Colorado King (foaled 1959) was a South African Thoroughbred racehorse who also competed successfully in the United States. He was Champion Two Year Old (1961/62) and Three Year Old (1962/63) in South Africa, before being sold to race in the United States.

Conditioned in South Africa by trainer Sydney C. Laird, Colorado King won ten races in including the Cape Guineas, Cape Derby and the Durban July Handicap. Sold to an American racing partnership led by William R. (Fritz) Hawn, he raced under the Poltex Stable banner in California. There, under trainer Wally Dunn, Colorado King won six races in 1964 including the Hollywood Gold Cup in which he defeated Native Diver, the American Handicap where he equalled the world record for 9 furlongs and the Sunset Handicap at a mile and five-eighths by seven lengths. In 1965 he won only once in nine starts before being retired to stud where he met with limited success as a sire.

Material shown:
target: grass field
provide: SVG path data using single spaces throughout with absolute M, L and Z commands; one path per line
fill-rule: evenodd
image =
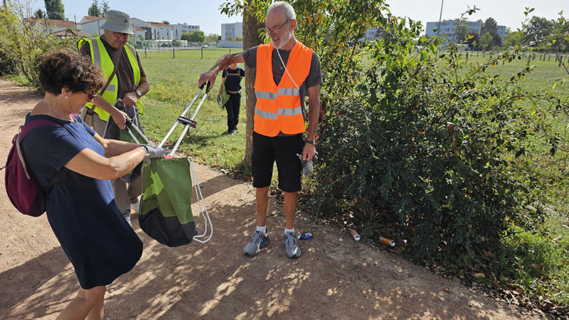
M 236 49 L 231 49 L 233 53 Z M 188 107 L 198 92 L 198 79 L 207 71 L 229 49 L 201 50 L 162 51 L 140 53 L 142 65 L 150 82 L 150 92 L 144 97 L 145 112 L 143 123 L 148 136 L 161 140 L 171 128 L 179 116 Z M 227 113 L 216 102 L 221 83 L 221 74 L 214 87 L 208 94 L 194 120 L 196 129 L 189 128 L 188 134 L 180 146 L 180 153 L 184 153 L 194 161 L 211 166 L 228 169 L 243 169 L 245 156 L 245 97 L 241 99 L 239 130 L 233 135 L 227 134 Z M 245 81 L 241 83 L 245 87 Z M 193 114 L 196 108 L 205 94 L 199 95 L 186 117 Z M 176 141 L 182 132 L 179 125 L 169 140 Z

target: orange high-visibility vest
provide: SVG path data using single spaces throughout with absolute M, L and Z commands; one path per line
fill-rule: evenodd
M 287 134 L 302 133 L 305 131 L 304 117 L 297 85 L 302 85 L 308 77 L 312 49 L 299 42 L 294 45 L 287 62 L 290 77 L 285 71 L 277 86 L 272 76 L 273 48 L 272 43 L 268 43 L 257 49 L 257 105 L 253 131 L 266 137 L 276 137 L 279 132 Z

Short exercise 1: In the Colorado King text, who trained the horse in South Africa?
Short exercise 2: According to the Colorado King text, why did the horse race in California under the Poltex Stable banner?
Short exercise 3: Write out the Colorado King text from "Conditioned in South" to "success as a sire.".

Solution 1: Sydney C. Laird

Solution 2: He was sold to an American racing partnership led by William R. (Fritz) Hawn. Under that partnership he raced in California under the Poltex Stable banner.

Solution 3:
Conditioned in South Africa by trainer Sydney C. Laird, Colorado King won ten races in including the Cape Guineas, Cape Derby and the Durban July Handicap. Sold to an American racing partnership led by William R. (Fritz) Hawn, he raced under the Poltex Stable banner in California. There, under trainer Wally Dunn, Colorado King won six races in 1964 including the Hollywood Gold Cup in which he defeated Native Diver, the American Handicap where he equalled the world record for 9 furlongs and the Sunset Handicap at a mile and five-eighths by seven lengths. In 1965 he won only once in nine starts before being retired to stud where he met with limited success as a sire.